• Set task: Rewrite the paragraph of the court opinion below that begins "If the names" as a short list that keeps its main facts.

• Document text:
==*==

Town of Lincoln v. Cournoyer, 74-276-A

Decision Date18 July 1977
Docket NumberNo. 74-276-A,74-276-A
Citation375 A.2d 410,118 R.I. 644
PartiesTOWN OF LINCOLN v. Joseph A. COURNOYER and Arthur J. Cournoyer et al. ppeal.
CourtRhode Island Supreme Court

Edward W. Moses, Providence, for plaintiff.

Domenic A. Mosca, Jr., North Kingstown, for defendants.

KELLEHER, Justice.

If the names "Town of Lincoln" and "Cournoyer" ring a bell with the reader, they should because this opinion marks the sixth time we have written about the town of Lincoln's efforts to have Joseph Cournoyer and his son, Arthur, obey the town's zoning ordinances. Since the town has conceded that the father has had little to do with this ongoing controversy, we shall proceed as if the son, Arthur, is the sole owner of a 36-acre parcel of land located on Cobble Hill Road in an area of Lincoln which is zoned for residential and agricultural purposes. Arthur has used a portion of this site for the storage and sale of waste and junk material.

==*==

• Data records:
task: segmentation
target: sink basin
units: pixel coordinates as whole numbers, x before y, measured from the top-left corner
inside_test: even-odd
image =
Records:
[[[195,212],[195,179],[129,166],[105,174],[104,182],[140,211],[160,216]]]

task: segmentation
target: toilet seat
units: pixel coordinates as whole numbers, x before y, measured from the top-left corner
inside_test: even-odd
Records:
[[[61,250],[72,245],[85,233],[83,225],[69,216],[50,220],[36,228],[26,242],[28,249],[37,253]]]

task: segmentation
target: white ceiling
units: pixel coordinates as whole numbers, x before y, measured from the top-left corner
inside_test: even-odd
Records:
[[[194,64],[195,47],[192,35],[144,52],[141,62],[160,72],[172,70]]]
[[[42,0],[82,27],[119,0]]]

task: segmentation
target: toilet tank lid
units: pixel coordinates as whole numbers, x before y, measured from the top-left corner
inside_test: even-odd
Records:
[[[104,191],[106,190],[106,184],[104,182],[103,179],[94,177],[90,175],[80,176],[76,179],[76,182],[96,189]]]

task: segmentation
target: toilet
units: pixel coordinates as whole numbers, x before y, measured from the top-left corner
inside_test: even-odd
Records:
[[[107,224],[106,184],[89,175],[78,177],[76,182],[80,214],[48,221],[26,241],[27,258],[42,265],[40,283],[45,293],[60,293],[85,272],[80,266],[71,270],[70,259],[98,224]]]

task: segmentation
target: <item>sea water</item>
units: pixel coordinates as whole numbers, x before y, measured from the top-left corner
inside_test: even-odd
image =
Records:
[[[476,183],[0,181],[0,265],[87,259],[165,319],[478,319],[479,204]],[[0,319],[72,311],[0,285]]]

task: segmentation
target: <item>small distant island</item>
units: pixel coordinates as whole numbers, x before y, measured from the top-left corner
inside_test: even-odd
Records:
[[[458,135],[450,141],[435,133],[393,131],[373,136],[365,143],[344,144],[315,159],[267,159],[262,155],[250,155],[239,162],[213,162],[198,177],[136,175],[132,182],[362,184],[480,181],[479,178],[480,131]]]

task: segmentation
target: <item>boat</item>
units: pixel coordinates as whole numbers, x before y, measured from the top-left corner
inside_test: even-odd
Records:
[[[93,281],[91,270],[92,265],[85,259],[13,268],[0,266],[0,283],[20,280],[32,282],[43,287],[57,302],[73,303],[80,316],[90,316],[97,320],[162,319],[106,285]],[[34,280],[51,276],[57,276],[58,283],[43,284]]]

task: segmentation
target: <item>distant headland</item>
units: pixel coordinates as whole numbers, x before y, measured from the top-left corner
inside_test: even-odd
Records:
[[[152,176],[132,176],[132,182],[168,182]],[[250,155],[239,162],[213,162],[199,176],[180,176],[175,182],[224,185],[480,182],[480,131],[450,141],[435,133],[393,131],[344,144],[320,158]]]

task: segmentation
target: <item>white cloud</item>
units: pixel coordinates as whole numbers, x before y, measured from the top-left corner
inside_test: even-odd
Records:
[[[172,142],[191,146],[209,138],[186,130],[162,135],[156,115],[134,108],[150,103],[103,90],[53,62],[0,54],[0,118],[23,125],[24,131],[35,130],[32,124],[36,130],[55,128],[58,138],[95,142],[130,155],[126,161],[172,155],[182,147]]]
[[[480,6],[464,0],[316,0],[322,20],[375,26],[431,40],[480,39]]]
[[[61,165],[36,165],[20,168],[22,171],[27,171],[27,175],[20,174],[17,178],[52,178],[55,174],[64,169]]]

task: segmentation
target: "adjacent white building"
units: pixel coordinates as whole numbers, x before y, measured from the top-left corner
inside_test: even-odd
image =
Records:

==*==

• Finished answer:
- This opinion is the sixth time the court has written about the town of Lincoln's efforts to make Joseph Cournoyer and his son, Arthur, obey the town's zoning ordinances.
- The town conceded that the father has had little to do with the controversy, so the court treats Arthur as the sole owner of a 36-acre parcel on Cobble Hill Road.
- The parcel lies in an area of Lincoln zoned for residential and agricultural purposes.
- Arthur has used part of the site to store and sell waste and junk material.